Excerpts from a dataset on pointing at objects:
--------------------------------------------------

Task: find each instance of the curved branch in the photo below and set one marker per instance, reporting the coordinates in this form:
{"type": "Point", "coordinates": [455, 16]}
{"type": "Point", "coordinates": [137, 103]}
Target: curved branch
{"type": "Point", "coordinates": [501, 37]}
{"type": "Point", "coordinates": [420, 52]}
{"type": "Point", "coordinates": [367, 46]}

--------------------------------------------------

### What to do
Write out the entries above word for word, without changing anything.

### Answer for this exercise
Task: find each instance of the curved branch in the photo below and set one marker per instance, reporting the coordinates in this form:
{"type": "Point", "coordinates": [455, 16]}
{"type": "Point", "coordinates": [137, 103]}
Target: curved branch
{"type": "Point", "coordinates": [501, 37]}
{"type": "Point", "coordinates": [420, 52]}
{"type": "Point", "coordinates": [367, 46]}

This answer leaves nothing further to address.